Saved entries:
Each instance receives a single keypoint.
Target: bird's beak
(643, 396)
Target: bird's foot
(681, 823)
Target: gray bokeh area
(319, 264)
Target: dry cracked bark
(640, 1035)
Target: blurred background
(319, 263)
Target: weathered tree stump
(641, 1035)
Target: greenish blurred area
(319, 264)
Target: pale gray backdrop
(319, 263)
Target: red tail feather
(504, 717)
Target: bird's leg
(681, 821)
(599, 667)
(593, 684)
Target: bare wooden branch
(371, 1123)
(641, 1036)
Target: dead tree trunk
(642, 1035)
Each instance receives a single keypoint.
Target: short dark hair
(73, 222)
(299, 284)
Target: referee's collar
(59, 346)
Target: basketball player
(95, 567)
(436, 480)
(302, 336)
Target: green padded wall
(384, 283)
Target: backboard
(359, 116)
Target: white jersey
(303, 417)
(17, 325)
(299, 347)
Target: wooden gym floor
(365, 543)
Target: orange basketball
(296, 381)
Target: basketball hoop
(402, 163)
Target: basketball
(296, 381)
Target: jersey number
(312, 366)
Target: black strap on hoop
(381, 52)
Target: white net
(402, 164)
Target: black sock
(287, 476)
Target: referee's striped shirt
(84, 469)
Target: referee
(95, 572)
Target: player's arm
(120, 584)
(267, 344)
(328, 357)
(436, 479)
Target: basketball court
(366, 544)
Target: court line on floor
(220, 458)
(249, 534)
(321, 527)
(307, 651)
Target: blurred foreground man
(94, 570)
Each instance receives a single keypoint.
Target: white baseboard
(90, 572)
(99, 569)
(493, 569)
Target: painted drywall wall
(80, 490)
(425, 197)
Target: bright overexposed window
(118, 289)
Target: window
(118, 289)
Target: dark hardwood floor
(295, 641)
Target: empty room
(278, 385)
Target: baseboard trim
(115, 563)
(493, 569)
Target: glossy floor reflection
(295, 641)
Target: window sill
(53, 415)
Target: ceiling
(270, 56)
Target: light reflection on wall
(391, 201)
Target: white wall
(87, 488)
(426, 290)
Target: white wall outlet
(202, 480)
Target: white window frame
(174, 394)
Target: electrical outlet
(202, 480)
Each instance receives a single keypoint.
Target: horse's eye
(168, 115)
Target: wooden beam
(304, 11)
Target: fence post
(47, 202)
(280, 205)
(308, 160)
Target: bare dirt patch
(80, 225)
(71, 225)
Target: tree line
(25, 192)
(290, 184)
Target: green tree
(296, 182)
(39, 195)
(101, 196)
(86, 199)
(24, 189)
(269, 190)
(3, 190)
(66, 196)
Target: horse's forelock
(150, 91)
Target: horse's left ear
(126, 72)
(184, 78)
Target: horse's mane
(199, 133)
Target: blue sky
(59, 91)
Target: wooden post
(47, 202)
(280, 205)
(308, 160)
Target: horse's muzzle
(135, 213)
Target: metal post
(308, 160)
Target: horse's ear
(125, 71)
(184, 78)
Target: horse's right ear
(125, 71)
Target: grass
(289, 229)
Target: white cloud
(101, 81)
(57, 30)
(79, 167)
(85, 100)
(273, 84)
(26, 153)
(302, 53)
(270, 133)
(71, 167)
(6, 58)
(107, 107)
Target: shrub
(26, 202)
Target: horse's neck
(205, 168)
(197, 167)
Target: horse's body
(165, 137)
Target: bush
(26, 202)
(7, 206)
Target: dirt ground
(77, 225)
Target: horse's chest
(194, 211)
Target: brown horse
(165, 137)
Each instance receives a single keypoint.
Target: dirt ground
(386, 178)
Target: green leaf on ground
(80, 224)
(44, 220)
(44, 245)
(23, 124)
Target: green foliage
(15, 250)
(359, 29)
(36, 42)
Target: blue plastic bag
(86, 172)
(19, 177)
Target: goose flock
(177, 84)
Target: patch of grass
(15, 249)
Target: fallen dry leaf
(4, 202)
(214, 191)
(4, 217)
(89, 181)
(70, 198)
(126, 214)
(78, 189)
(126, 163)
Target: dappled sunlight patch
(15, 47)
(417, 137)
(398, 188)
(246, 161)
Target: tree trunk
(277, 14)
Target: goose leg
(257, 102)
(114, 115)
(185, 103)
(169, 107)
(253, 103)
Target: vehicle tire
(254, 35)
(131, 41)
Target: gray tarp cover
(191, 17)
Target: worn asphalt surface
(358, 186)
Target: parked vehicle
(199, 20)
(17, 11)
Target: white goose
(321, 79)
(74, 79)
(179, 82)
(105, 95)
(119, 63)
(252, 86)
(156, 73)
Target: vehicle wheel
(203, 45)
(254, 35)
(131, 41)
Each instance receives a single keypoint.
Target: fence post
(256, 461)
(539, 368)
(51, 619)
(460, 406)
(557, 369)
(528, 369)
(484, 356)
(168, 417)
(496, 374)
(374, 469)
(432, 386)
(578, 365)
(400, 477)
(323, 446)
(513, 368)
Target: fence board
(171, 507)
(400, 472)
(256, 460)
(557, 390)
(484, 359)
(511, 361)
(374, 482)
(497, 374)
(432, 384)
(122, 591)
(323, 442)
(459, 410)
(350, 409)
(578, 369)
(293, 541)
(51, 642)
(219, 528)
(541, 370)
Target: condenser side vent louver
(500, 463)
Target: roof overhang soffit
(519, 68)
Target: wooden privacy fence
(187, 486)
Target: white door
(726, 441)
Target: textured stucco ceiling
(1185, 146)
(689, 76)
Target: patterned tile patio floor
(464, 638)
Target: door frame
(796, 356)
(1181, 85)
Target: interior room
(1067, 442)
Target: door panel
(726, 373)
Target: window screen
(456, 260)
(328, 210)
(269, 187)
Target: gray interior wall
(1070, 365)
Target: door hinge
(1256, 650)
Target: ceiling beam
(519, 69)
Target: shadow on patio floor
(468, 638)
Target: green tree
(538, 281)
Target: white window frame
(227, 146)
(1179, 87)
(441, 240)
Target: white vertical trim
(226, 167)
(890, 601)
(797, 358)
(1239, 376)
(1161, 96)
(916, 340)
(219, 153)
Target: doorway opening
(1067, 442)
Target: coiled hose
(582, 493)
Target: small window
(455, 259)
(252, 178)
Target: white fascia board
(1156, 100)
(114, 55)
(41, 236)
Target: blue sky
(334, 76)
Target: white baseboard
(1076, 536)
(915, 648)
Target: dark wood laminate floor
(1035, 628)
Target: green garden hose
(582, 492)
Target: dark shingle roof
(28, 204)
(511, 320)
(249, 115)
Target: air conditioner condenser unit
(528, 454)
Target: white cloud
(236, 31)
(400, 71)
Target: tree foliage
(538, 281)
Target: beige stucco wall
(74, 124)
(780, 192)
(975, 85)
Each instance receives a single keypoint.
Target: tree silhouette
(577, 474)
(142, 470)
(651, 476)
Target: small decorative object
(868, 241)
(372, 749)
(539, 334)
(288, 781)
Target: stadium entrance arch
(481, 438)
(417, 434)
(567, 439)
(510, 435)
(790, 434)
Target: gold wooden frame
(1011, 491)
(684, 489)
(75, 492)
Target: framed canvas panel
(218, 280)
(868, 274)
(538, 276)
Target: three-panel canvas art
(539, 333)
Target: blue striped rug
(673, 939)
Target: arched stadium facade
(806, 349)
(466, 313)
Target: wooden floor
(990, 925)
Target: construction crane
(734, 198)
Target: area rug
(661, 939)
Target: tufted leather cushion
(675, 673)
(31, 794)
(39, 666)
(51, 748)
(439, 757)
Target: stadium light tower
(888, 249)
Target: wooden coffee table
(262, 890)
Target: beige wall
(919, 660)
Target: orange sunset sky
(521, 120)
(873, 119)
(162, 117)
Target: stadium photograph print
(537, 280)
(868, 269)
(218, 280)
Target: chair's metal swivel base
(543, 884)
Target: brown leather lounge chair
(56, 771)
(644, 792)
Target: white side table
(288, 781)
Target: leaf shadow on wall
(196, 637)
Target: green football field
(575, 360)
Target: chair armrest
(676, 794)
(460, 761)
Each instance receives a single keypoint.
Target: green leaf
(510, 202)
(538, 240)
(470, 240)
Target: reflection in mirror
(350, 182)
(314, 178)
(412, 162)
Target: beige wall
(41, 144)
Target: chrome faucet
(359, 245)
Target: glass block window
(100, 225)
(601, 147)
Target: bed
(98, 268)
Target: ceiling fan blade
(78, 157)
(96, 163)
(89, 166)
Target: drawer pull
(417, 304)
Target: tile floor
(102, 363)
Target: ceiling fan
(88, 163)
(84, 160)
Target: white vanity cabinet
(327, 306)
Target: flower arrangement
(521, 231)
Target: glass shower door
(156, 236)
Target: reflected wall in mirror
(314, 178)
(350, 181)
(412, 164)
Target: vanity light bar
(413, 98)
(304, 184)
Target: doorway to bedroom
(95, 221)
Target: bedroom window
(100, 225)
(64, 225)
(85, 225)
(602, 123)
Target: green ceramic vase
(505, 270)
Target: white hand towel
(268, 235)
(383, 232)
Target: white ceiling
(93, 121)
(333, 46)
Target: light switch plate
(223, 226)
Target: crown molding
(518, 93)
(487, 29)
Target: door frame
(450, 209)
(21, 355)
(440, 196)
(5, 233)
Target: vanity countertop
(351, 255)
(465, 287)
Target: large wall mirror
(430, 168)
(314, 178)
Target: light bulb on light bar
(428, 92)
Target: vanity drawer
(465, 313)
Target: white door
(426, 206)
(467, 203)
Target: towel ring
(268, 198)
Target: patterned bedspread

§ WHAT NEEDS TO BE DONE: Output, exactly and with no other text, the line that contains "Target: tufted leather cushion" and all lines from there to the end of the records.

§ TASK RESULT:
Target: tufted leather cushion
(675, 673)
(31, 794)
(39, 666)
(51, 748)
(439, 757)
Target: stadium light tower
(888, 249)
Target: wooden coffee table
(262, 890)
Target: beige wall
(919, 660)
Target: orange sunset sky
(521, 120)
(873, 119)
(162, 117)
Target: stadium photograph print
(537, 280)
(868, 269)
(218, 280)
Target: chair's metal swivel base
(543, 884)
Target: brown leather lounge chair
(56, 771)
(644, 792)
Target: white side table
(288, 781)
Target: leaf shadow on wall
(196, 637)
Target: green football field
(575, 360)
Target: chair armrest
(676, 794)
(460, 761)
Each instance receives a single keypoint.
Target: green leaf
(510, 202)
(538, 240)
(470, 240)
Target: reflection in mirror
(350, 182)
(314, 178)
(412, 162)
Target: beige wall
(41, 144)
Target: chrome faucet
(359, 245)
Target: glass block window
(100, 225)
(601, 147)
Target: bed
(98, 268)
Target: ceiling fan blade
(78, 157)
(96, 163)
(89, 166)
Target: drawer pull
(417, 304)
Target: tile floor
(102, 363)
Target: ceiling fan
(88, 163)
(84, 160)
Target: white vanity cabinet
(327, 306)
Target: flower arrangement
(521, 231)
Target: glass shower door
(156, 236)
Target: reflected wall in mirror
(314, 178)
(350, 181)
(412, 164)
Target: vanity light bar
(413, 98)
(304, 184)
Target: doorway to bedroom
(95, 221)
Target: bedroom window
(100, 225)
(64, 225)
(85, 225)
(602, 123)
Target: green ceramic vase
(505, 270)
Target: white hand towel
(268, 235)
(383, 232)
Target: white ceiling
(93, 121)
(333, 46)
Target: light switch plate
(223, 226)
Target: crown molding
(518, 93)
(487, 29)
Target: door frame
(450, 209)
(21, 355)
(440, 196)
(5, 233)
Target: vanity countertop
(351, 255)
(465, 287)
Target: large wall mirror
(430, 168)
(314, 178)
Target: light bulb on light bar
(428, 92)
Target: vanity drawer
(465, 313)
Target: white door
(426, 206)
(467, 203)
Target: towel ring
(268, 198)
Target: patterned bedspread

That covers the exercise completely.